* [TASK TO CARRY OUT] Every entry must be repeated exactly in the answer.

* [RECORDED INFORMATION]
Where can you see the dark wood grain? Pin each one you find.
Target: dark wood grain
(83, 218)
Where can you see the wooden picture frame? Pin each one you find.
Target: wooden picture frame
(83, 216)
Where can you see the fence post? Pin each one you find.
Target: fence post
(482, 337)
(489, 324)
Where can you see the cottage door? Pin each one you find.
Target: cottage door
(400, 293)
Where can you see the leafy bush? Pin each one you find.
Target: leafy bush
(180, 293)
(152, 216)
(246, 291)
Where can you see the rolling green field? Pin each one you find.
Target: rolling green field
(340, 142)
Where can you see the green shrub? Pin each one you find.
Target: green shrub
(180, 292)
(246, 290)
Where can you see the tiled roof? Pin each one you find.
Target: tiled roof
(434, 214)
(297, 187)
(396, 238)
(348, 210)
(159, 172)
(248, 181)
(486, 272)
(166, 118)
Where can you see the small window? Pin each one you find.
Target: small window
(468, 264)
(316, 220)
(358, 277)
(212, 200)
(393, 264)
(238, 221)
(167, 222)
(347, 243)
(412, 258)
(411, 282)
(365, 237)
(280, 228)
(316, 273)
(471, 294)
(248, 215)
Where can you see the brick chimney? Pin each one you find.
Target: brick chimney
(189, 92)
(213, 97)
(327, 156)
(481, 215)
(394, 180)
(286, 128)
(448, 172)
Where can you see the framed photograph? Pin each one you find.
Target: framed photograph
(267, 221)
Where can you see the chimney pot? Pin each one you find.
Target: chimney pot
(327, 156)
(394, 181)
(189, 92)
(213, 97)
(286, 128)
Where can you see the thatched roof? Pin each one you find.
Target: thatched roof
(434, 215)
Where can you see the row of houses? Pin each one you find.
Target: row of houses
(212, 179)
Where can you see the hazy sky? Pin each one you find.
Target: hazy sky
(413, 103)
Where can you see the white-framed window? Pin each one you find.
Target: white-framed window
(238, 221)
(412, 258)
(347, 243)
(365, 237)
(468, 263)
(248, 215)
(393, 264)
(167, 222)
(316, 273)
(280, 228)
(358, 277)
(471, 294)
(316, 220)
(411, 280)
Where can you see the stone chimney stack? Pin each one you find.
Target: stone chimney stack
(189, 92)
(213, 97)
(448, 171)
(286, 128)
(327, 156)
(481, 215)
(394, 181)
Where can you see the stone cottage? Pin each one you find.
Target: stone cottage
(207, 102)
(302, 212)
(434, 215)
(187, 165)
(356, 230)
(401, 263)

* [REPLY TO THE EXERCISE]
Where can you see the dark wood grain? Pin each one you find.
Target: dark wood grain
(83, 218)
Where can you see the wooden picture frame? Pin each one you find.
Target: wooden picture frame
(83, 216)
Where can you see the fence post? Pin each one you find.
Target: fence post
(482, 337)
(489, 324)
Where can you see the cottage door? Pin each one you find.
Target: cottage door
(400, 293)
Where can you see the leafy bush? Pin each one you find.
Target: leafy bush
(180, 293)
(152, 216)
(246, 291)
Where can you see the rolling green field? Pin each one you find.
Target: rolling green field
(340, 142)
Where can you see the green shrub? Pin each one you find.
Target: green shrub
(180, 292)
(246, 290)
Where can you see the tiled roof? Pin each one you find.
Target: tiled roof
(434, 214)
(297, 187)
(396, 238)
(348, 210)
(159, 172)
(248, 181)
(486, 272)
(166, 118)
Where can you see the small window? Pin each one you find.
Target: small window
(468, 264)
(316, 220)
(358, 277)
(212, 200)
(393, 264)
(238, 221)
(167, 222)
(347, 243)
(412, 258)
(411, 282)
(365, 237)
(280, 228)
(316, 273)
(471, 294)
(248, 215)
Where can you see the brick chimney? Pin each one you find.
Target: brick chimney
(189, 92)
(213, 97)
(327, 156)
(481, 215)
(394, 180)
(286, 128)
(448, 172)
Where can you see the framed photograph? Pin each one you find.
Target: framed photograph
(267, 221)
Where can you see the chimney pot? Pin each one you find.
Target: chimney pot
(327, 156)
(394, 181)
(189, 92)
(213, 97)
(286, 128)
Where can you see the thatched roof? Pin each one you find.
Target: thatched roof
(434, 215)
Where can you see the row of houses? Pin each one you find.
Target: row of houses
(212, 179)
Where can you see the hazy sky? Pin each one you find.
Target: hazy sky
(413, 103)
Where can you see the white-framed window? Pin each one you find.
Target: white-framed window
(238, 221)
(412, 258)
(347, 243)
(365, 237)
(468, 263)
(248, 215)
(393, 264)
(167, 222)
(316, 273)
(280, 228)
(358, 277)
(471, 294)
(316, 220)
(411, 280)
Where can you see the stone chimney stack? Pin each one you find.
Target: stone chimney stack
(189, 92)
(213, 97)
(448, 171)
(286, 128)
(327, 156)
(481, 215)
(394, 181)
Where can you see the stone cottage? Pin each one you find.
Target: stone cottage
(207, 102)
(302, 212)
(434, 215)
(187, 165)
(356, 230)
(401, 263)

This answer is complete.